[Source entries]
================
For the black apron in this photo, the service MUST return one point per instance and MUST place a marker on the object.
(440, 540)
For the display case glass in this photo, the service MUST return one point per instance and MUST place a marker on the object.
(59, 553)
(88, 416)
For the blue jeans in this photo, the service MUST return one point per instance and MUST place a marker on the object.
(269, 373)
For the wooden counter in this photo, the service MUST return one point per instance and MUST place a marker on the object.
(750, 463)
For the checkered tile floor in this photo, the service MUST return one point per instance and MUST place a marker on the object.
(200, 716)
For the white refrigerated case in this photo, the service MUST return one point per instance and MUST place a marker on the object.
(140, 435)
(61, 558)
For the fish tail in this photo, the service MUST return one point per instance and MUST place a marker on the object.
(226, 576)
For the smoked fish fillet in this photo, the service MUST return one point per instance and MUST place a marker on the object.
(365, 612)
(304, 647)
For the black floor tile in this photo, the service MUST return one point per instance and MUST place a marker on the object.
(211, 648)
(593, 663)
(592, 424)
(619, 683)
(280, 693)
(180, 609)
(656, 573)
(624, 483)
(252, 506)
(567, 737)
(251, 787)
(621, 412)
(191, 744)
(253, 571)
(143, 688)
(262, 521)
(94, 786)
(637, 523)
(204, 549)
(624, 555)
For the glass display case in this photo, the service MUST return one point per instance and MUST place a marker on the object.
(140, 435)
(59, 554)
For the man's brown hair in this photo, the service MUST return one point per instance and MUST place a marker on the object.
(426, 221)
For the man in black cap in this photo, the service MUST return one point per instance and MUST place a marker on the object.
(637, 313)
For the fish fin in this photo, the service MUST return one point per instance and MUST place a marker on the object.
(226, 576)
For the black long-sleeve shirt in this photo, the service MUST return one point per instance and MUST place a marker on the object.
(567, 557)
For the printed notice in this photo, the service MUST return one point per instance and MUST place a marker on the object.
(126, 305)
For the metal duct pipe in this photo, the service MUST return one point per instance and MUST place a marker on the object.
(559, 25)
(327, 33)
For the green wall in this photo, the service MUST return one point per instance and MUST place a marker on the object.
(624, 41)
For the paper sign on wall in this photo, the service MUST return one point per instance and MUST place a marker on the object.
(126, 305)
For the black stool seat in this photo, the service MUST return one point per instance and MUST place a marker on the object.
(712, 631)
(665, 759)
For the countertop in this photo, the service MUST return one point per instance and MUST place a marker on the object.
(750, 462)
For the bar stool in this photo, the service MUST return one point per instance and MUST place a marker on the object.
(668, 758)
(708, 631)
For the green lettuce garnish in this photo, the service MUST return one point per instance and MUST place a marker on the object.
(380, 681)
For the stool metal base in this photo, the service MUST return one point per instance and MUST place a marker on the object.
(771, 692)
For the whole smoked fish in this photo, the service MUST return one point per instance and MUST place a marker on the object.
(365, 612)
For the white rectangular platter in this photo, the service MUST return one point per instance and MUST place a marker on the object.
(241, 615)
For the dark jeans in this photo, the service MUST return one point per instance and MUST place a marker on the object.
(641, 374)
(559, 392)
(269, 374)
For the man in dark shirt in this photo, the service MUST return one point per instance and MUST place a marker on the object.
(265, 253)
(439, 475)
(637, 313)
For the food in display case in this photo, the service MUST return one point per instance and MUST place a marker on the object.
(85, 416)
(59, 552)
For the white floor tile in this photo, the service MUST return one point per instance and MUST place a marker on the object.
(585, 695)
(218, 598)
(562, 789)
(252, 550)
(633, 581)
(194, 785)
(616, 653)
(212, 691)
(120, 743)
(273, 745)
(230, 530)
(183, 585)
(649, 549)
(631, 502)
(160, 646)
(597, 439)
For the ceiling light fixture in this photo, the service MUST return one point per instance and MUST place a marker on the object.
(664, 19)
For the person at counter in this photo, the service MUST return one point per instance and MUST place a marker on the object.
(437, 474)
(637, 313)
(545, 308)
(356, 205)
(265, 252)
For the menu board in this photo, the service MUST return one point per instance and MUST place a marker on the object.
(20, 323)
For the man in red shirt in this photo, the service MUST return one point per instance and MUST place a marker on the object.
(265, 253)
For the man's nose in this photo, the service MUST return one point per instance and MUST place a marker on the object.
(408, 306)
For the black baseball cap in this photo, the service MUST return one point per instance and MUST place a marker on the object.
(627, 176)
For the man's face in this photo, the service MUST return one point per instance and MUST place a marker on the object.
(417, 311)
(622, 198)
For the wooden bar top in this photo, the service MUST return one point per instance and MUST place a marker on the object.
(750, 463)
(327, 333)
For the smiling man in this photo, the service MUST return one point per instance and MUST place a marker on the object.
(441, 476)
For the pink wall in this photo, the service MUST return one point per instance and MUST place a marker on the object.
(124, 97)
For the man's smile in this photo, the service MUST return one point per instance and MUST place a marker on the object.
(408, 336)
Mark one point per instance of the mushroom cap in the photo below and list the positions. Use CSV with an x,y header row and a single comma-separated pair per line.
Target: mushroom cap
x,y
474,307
================
* **WHAT IS NEEDED**
Please render every entry above as a two-column CSV with the header row entry_text,answer. Give one row per entry, with its text and its answer each in a single quoted field and any line breaks replaced by spaces.

* **SOLVED EXERCISE**
entry_text,answer
"For the black apron in this photo, the service MUST return one point per instance and MUST place a marker on the object.","(440, 540)"
"For the display case glass in this photo, the service MUST return one point per instance and MUST place a marker on the object.","(59, 553) (88, 416)"
"For the blue jeans in this photo, the service MUST return one point per instance and MUST place a marker on the object.","(269, 373)"
"For the wooden counter in this photo, the service MUST return one point per instance and MUST place a marker on the object.","(750, 463)"
"For the checkered tile floor in this photo, the service MUST return one point per instance and MUST place a marker on the object.","(200, 716)"
"For the white refrigerated case in this photo, the service MUST return one point per instance and MUST place a marker on the object.","(140, 435) (61, 558)"
"For the fish tail in this photo, the service MUST return one point per instance and MUST place a marker on the object.","(226, 576)"
"For the smoked fish fillet in this photo, the service MUST return one point per instance and MUST place a marker on the object.","(365, 612) (304, 647)"
"For the black floor tile in this photo, the service MUST return one point per instance and MUST place a marker on the object.","(211, 648) (593, 663) (592, 424) (619, 683) (280, 693) (180, 609) (656, 573) (624, 483) (252, 506) (567, 737) (251, 787) (621, 412) (191, 744) (253, 571) (143, 688) (262, 521) (94, 786) (637, 523) (204, 549) (624, 555)"
"For the glass display case in this photo, the service MUST return one point per instance and MUST place a marker on the object.","(140, 435) (59, 554)"
"For the man's brown hair in this photo, the service MUST return one point per instance and MUST place a marker on the object.","(426, 221)"
"For the man in black cap in this photo, the service MUST return one point per instance and MUST place a marker on the object.","(637, 313)"
"For the fish fin in this photo, the service MUST return one point per instance and MUST place a marker on the object.","(226, 576)"
"For the black long-sleeve shirt in this photo, the service MUST return one point per instance and MUST place a marker on the object.","(567, 557)"
"For the printed notice in this photo, the service MUST return one point per instance and MUST place a marker on the object.","(126, 305)"
"For the metal duct pipe in this photo, the service MUST return one point per instance and MUST place a marker on the object.","(559, 25) (327, 33)"
"For the green wall in this photo, the service MUST return one point per instance and MUST place a marker on the object.","(624, 41)"
"For the paper sign on wall in this photo, the service MUST return one point per instance and MUST place a marker on the object.","(126, 305)"
"For the black stool seat in this photo, the service MUST return one point per instance and MUST place a marker on the object.","(712, 631) (665, 759)"
"For the countertop in this photo, the service MUST return one point per instance and MUST place a marker on the object.","(750, 462)"
"For the bar stool in this photo, the service MUST return one point per instance and MUST place a marker on the object.","(668, 758) (708, 631)"
"For the green lettuce garnish in this photo, the service MUST return one point per instance and MUST place a marker on the object.","(380, 681)"
"For the stool metal base in this photo, the service MUST return one point per instance and MUST place a marker on the object.","(771, 692)"
"For the whole smoked fish in this photo, the service MUST return one point per instance and MUST place a marker on the object.","(365, 612)"
"For the white rectangular platter in this photo, the service MUST return one point per instance and MUST place a marker on the object.","(241, 615)"
"For the dark jeans in this photo, the service MUST return one point per instance and MUST place a marker on the object.","(641, 374) (559, 392) (269, 374)"
"For the man in dark shirt in this photo, the service MUST return one point per instance and MUST place a marker on the object.","(265, 253) (439, 475) (637, 313)"
"For the food in display case in this photo, the service MUST return one point per instance and MUST place a marker on the object.","(85, 416) (59, 552)"
"For the white floor tile in this photo, the service MUST return one point per instance and MUST place a marker on the object.","(585, 695) (218, 598) (562, 789) (252, 550) (633, 581) (194, 785) (616, 653) (212, 691) (120, 743) (273, 745) (230, 530) (183, 585) (649, 549) (631, 502) (160, 646) (597, 439)"
"For the ceiling light fixture in this photo, the service MUST return one point per instance and MUST place a marker on the object.","(664, 19)"
"For the person at counter in this photo, the service MUST return one point per instance and MUST place a marker on the object.","(437, 474) (637, 313) (545, 308) (356, 205) (265, 252)"
"For the menu board in this photo, the service MUST return one point per instance and MUST place a marker on the object.","(20, 323)"
"For the man in red shirt in this photo, the service MUST return one point per instance and MUST place a marker on the object.","(265, 253)"
"For the man's nose in this photo, the service MUST return one point per instance and MUST place a marker on the object.","(408, 306)"
"For the black baseball cap in this photo, the service MUST return one point per instance and MUST place a marker on the object.","(627, 176)"
"For the man's face in this photo, the service MUST return one point per instance and MUST place a marker on the object.","(417, 311) (622, 198)"
"For the wooden bar top in this photo, the service MUST return one point per instance and MUST place a marker on the object.","(750, 463) (327, 333)"
"For the smiling man in this photo, the service MUST return one point per instance and MUST place a marker on the object.","(441, 476)"
"For the pink wall in this photo, the service MUST return one point per instance and MUST place a marker on the object.","(124, 97)"
"For the man's smile in this photo, the service MUST return one point per instance and MUST place a marker on the object.","(408, 336)"
"Mark one point per instance of the mushroom cap in the photo below and list the positions. Use CSV with an x,y header row and a single comma-separated pair per line. Target: mushroom cap","x,y 474,307"